▶ **DIRECTIONS**
Write out, please, each line from the one containing "For every instance of the braided" to the final line of the data, both included, exactly and without pictures.
+-------+
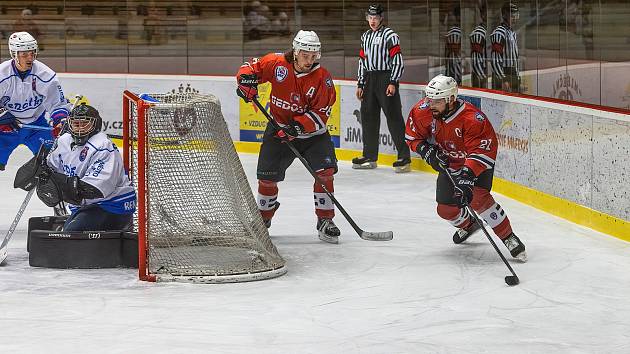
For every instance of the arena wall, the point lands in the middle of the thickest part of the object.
(569, 160)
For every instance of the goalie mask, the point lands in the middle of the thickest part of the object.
(83, 122)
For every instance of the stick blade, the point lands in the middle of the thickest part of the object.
(3, 255)
(377, 236)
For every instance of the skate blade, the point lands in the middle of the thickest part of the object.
(364, 166)
(402, 169)
(329, 239)
(522, 257)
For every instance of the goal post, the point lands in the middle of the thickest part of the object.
(196, 217)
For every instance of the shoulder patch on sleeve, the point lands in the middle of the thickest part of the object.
(329, 82)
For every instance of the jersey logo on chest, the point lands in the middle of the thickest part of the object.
(281, 73)
(83, 153)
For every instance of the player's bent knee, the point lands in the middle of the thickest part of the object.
(447, 212)
(482, 199)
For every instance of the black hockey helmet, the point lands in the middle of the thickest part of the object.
(375, 10)
(83, 122)
(509, 11)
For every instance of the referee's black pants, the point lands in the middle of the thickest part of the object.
(375, 99)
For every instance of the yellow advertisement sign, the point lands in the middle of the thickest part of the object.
(253, 123)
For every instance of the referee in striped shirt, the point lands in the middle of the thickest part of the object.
(504, 55)
(380, 69)
(478, 53)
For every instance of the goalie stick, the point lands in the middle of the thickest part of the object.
(510, 280)
(5, 243)
(366, 235)
(4, 247)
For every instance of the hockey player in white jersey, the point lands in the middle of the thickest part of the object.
(28, 90)
(85, 169)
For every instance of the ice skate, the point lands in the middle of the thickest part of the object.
(328, 231)
(402, 165)
(268, 221)
(363, 163)
(462, 235)
(516, 247)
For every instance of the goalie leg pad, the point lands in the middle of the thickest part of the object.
(324, 206)
(92, 217)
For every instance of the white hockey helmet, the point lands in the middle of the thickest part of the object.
(21, 42)
(307, 41)
(442, 86)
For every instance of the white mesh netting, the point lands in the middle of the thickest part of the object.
(202, 221)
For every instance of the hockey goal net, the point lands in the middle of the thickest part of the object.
(197, 220)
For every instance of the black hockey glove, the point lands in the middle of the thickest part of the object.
(247, 87)
(8, 122)
(464, 184)
(29, 174)
(291, 130)
(434, 156)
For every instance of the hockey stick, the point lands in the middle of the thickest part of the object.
(5, 243)
(509, 279)
(366, 235)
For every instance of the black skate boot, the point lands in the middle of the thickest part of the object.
(328, 231)
(516, 247)
(363, 163)
(402, 165)
(268, 221)
(60, 209)
(462, 235)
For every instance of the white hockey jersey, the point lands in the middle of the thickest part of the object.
(100, 164)
(38, 93)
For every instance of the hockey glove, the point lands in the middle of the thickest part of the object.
(58, 121)
(464, 184)
(247, 87)
(434, 156)
(8, 122)
(291, 130)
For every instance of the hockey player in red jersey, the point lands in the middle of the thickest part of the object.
(450, 133)
(302, 96)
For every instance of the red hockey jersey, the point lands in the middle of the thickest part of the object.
(304, 97)
(466, 135)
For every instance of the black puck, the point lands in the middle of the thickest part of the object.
(511, 280)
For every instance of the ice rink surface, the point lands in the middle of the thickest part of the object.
(419, 293)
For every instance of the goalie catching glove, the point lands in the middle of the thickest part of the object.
(247, 87)
(54, 187)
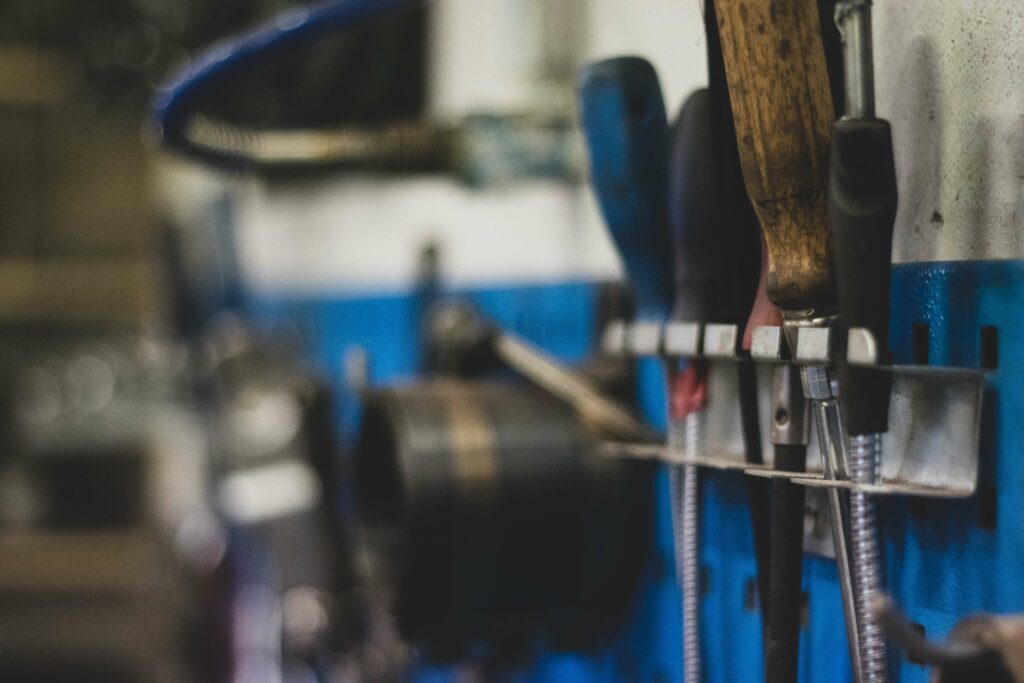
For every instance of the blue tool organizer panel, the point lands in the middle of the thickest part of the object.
(942, 559)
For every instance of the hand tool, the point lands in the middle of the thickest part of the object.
(862, 201)
(740, 253)
(713, 251)
(627, 135)
(782, 108)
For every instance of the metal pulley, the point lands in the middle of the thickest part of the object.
(504, 526)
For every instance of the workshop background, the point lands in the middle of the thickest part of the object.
(200, 355)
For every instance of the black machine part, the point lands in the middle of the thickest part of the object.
(861, 212)
(509, 530)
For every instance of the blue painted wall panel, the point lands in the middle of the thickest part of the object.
(940, 562)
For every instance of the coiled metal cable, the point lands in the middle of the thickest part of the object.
(864, 452)
(686, 436)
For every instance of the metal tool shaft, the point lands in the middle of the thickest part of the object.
(862, 204)
(686, 439)
(817, 387)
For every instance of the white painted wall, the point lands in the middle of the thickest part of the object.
(349, 233)
(949, 78)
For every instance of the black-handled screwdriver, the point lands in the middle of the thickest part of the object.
(862, 200)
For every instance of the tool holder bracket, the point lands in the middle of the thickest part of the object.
(931, 449)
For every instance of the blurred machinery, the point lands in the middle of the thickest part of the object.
(359, 403)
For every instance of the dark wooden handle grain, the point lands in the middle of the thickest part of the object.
(778, 84)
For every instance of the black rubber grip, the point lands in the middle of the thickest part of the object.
(861, 212)
(691, 210)
(783, 602)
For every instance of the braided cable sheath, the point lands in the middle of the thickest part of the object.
(686, 437)
(863, 456)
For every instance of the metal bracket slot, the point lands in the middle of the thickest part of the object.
(932, 445)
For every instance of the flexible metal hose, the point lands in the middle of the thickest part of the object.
(863, 456)
(686, 436)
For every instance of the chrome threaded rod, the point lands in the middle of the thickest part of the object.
(686, 437)
(864, 452)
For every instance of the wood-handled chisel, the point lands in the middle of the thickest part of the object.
(783, 114)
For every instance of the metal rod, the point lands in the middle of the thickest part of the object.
(817, 386)
(854, 20)
(686, 438)
(864, 452)
(570, 387)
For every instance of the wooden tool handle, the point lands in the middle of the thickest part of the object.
(782, 108)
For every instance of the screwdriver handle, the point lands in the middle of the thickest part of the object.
(627, 135)
(862, 201)
(782, 108)
(692, 212)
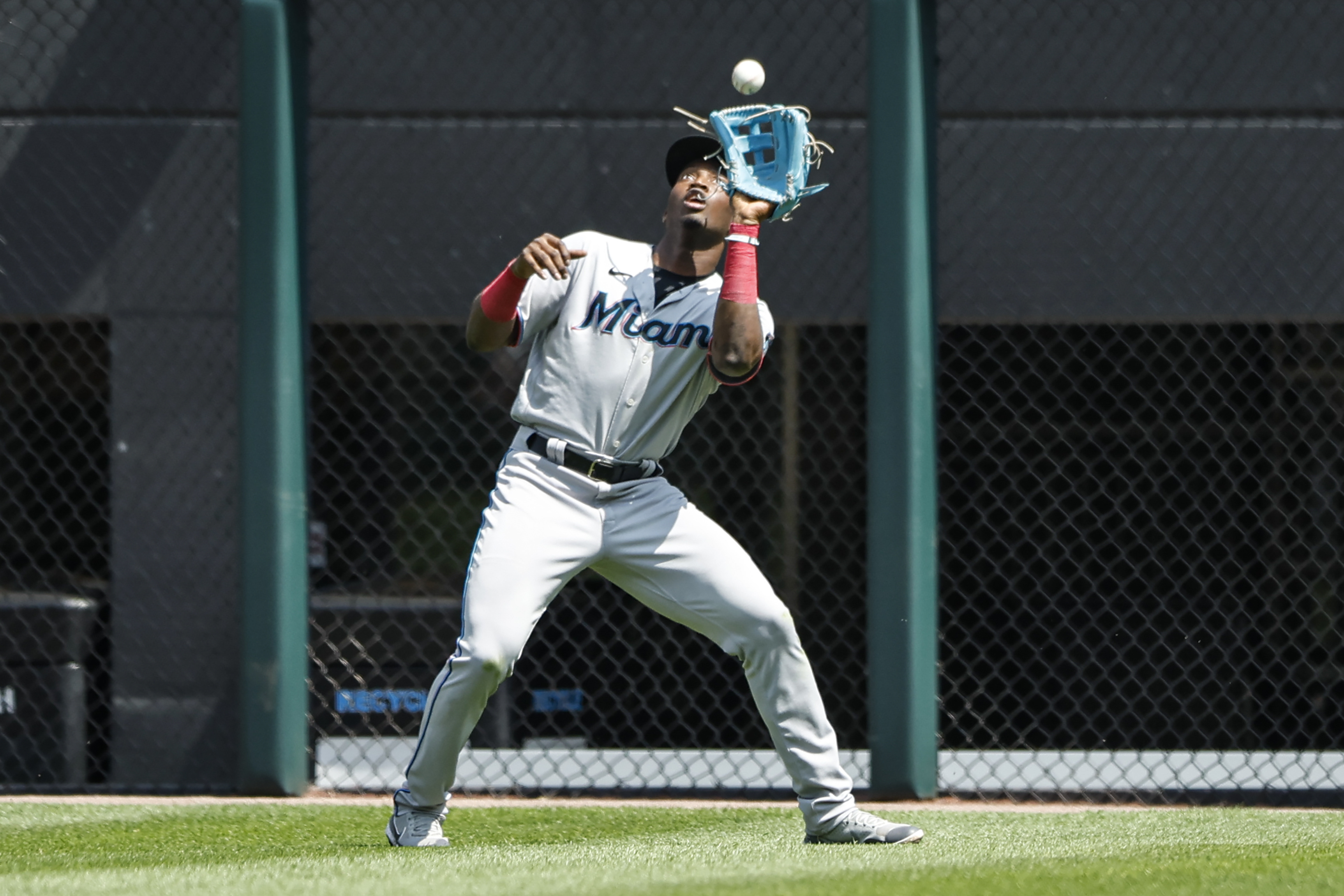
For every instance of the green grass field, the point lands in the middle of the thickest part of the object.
+-------+
▶ **EXERCISE SOLUTION**
For every instance of the braided cable sheath, the point lands in the middle of the thickest part of the object.
(686, 437)
(863, 456)
For every instance of the metal bracket slot, the point lands in the middle of the thickest part of the object.
(932, 445)
For every instance of the flexible metal hose, the point lands in the middle of the thickest part of the object.
(863, 456)
(686, 436)
For every instance of the chrome threaded rod, the point lands in the middle of the thickest part of the object.
(686, 437)
(864, 452)
For every instance of the wood-handled chisel, the point lands in the middle of the thickest part of the object.
(783, 114)
For every instance of the metal rod, the point lands in the middle of the thickest part of the object.
(817, 386)
(854, 20)
(686, 438)
(864, 452)
(570, 387)
For every instance of the wooden tool handle, the point lands in the middle of the thickest part of the object.
(782, 108)
For every instance of the screwdriver handle, the point lands in the middle of the thickest part of the object.
(627, 135)
(862, 201)
(782, 108)
(692, 212)
For every instance of the green grass field, the point lands in the middle of the thickest part of the object.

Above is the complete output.